**Text shown:**

########

Laravel Rate Limiting in Production

Tobias
Tobias
Jan 3, 2020 · 7 min read
Image for post
Image for post
Symbolic Image for Rate Limiting (by twinsfisch — unsplash.com)

Whenever you develop a Laravel-based application that makes it into production you’ll probably provide some kind of API. Either for internal usage or for the customer to consume. However you most likely want to install some kind of rate limiting mechanism to make sure nobody is overusing your API and thus risking to take down your hosting infrastructure.

A well-known mechanism to prevent APIs from being overloaded with requests (kind of DoS) is a rate limiting. You’ll define a maximum number of requests in a given amount of time and when a client hits that maximum your web server will answer with HTTP 429 Too Many Requests. This indicates the client that there is some kind of cooldown time it needs to wait until further requests will be processed.

Rate Limiting Middleware

Figure 1 — Rate Limiting using Laravel’s “throttle” middleware

This is a pretty cool default functionality. However it comes with a downside you will experience in production: The request still hits your Laravel application before being denied due to an exceeded limit which means the request still generates load on your web-server.

########

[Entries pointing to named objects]
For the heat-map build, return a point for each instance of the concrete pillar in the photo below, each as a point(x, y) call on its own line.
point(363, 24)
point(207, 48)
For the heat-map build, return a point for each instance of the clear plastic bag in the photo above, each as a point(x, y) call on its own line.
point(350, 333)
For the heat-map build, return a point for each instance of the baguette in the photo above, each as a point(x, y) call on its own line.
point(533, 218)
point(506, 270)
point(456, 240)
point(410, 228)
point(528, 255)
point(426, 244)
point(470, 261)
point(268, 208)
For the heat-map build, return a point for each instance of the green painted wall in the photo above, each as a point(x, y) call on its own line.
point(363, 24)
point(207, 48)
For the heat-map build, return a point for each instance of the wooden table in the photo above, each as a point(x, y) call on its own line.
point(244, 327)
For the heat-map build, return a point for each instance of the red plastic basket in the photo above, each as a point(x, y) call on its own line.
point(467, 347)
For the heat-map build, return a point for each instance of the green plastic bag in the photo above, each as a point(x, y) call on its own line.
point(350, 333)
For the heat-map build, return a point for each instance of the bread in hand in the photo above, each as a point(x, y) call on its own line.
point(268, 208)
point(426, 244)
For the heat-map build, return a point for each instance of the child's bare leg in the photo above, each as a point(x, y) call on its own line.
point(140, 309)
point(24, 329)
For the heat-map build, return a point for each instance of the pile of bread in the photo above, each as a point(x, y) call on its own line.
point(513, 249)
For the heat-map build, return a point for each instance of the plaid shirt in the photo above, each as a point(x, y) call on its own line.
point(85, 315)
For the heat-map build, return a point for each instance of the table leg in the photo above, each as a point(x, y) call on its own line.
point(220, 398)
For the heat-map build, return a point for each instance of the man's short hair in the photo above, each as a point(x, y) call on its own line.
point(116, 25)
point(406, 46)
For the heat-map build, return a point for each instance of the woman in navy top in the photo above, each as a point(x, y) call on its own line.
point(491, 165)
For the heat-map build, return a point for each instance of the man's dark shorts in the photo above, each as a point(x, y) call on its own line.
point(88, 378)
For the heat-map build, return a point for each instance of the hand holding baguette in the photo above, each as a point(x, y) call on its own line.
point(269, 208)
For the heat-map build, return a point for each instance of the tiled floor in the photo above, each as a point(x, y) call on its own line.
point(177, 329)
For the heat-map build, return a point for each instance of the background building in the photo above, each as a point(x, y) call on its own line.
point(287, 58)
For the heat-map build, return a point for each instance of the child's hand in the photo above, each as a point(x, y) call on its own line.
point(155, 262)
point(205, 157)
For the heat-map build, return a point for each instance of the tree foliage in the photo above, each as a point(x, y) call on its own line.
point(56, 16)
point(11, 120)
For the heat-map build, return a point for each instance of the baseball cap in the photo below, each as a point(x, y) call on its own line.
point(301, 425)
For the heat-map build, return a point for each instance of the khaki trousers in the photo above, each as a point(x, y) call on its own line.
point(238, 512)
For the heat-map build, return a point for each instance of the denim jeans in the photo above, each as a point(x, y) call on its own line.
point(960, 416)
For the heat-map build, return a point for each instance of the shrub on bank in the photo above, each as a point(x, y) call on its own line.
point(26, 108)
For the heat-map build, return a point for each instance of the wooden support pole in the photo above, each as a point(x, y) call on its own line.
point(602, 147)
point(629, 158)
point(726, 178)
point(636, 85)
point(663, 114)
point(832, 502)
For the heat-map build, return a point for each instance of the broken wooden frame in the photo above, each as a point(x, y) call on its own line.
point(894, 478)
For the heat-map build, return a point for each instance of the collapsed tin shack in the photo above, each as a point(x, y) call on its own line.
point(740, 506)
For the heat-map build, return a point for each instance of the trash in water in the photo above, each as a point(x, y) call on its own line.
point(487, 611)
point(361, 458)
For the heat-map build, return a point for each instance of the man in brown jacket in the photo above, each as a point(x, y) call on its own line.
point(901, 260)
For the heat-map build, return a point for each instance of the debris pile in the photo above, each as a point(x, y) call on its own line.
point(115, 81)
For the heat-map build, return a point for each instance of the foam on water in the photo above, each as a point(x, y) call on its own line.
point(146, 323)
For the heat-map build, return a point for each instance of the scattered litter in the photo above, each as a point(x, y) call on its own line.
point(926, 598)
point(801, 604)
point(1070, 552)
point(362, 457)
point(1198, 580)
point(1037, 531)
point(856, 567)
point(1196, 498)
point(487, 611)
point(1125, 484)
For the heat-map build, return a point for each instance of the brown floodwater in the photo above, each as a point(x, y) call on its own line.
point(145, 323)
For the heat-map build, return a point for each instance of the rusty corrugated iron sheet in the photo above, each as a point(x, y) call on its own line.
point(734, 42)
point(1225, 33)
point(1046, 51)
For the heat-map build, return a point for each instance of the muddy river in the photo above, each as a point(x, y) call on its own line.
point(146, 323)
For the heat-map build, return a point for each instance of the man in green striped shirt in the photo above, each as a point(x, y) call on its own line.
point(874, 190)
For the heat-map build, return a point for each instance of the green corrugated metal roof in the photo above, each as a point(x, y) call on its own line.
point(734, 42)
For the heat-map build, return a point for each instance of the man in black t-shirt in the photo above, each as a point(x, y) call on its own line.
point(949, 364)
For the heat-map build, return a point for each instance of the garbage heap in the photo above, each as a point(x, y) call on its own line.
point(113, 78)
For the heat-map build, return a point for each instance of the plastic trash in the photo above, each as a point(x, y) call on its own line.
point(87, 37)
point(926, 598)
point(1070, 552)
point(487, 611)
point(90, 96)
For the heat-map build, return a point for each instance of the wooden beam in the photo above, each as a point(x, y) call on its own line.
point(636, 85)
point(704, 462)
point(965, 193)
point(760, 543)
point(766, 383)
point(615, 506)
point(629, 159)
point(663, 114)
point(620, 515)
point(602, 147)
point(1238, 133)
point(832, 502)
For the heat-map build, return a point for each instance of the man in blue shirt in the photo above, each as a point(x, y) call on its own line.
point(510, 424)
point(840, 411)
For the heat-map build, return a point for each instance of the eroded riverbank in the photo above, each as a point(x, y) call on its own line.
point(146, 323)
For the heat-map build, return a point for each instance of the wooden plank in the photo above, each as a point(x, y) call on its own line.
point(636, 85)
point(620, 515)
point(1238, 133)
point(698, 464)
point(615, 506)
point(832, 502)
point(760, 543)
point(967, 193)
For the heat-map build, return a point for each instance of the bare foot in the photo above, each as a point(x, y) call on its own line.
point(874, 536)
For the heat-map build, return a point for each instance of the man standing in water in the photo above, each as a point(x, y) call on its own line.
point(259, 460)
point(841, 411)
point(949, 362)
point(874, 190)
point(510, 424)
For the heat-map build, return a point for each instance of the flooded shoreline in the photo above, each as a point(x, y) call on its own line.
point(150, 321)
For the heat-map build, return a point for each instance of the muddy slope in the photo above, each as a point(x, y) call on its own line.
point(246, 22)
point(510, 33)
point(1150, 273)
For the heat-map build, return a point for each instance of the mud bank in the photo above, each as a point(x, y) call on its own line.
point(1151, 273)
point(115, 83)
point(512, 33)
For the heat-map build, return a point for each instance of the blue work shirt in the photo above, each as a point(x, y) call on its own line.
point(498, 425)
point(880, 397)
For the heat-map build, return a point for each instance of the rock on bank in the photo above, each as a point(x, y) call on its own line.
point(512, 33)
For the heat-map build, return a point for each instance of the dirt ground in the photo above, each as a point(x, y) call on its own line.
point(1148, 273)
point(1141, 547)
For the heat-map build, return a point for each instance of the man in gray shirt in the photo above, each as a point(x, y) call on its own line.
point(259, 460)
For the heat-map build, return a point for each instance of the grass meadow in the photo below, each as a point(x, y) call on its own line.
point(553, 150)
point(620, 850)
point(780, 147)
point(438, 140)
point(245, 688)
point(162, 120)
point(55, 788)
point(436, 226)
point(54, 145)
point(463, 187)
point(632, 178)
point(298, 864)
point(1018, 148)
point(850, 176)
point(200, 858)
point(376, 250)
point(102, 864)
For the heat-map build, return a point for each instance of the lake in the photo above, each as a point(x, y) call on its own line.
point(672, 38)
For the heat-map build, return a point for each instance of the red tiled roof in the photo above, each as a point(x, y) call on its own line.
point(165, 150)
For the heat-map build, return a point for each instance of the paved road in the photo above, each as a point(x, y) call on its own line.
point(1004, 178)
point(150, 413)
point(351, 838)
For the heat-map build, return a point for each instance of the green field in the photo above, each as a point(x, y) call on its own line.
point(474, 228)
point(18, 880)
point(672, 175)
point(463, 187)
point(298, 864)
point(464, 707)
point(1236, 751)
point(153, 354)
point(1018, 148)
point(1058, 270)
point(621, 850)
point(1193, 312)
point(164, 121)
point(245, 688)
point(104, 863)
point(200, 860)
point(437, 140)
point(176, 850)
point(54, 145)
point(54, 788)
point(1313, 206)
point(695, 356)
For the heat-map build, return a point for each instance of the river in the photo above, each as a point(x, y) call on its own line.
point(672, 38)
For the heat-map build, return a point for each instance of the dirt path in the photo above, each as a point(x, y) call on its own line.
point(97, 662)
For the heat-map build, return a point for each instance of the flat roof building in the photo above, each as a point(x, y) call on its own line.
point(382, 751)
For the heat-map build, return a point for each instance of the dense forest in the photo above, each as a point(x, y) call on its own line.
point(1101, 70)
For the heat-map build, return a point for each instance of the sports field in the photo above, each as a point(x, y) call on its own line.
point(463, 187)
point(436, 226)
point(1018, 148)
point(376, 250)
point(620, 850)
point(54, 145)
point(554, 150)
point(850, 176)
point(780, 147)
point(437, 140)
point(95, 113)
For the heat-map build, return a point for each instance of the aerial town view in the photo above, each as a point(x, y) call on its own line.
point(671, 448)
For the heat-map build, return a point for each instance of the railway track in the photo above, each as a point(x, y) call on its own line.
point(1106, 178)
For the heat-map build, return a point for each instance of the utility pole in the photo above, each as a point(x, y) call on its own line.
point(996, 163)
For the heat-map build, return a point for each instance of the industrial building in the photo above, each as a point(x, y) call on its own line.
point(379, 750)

########

**Set of tasks:**
1. Reproduce the part of the Laravel rate limiting article that opens with the words containing "Figure 1 — Rate" and closes with "on your web-server.".
2. Decide whether each statement agrees with the Laravel rate limiting article, answering yes or no and quoting the deciding words: (a) A client that reaches the maximum number of requests receives HTTP 429 Too Many Requests. (b) With the "throttle" middleware, a denied request never reaches the Laravel application. (c) Rate limiting sets a maximum number of requests within a given amount of time.
3. According to the Laravel rate limiting article, why does the "throttle" middleware still cause load on the web server in production?
The entries are separate material and have no connection to the Laravel rate limiting article.

**Exercise answers:**
1.
Figure 1 — Rate Limiting using Laravel’s “throttle” middleware

This is a pretty cool default functionality. However it comes with a downside you will experience in production: The request still hits your Laravel application before being denied due to an exceeded limit which means the request still generates load on your web-server.

2.
(a) Yes: "when a client hits that maximum your web server will answer with HTTP 429 Too Many Requests"
(b) No: "The request still hits your Laravel application before being denied due to an exceeded limit"
(c) Yes: "You’ll define a maximum number of requests in a given amount of time"

3. A request still hits the Laravel application before it is denied for exceeding the limit. As a result, even a rejected request still generates load on the web server.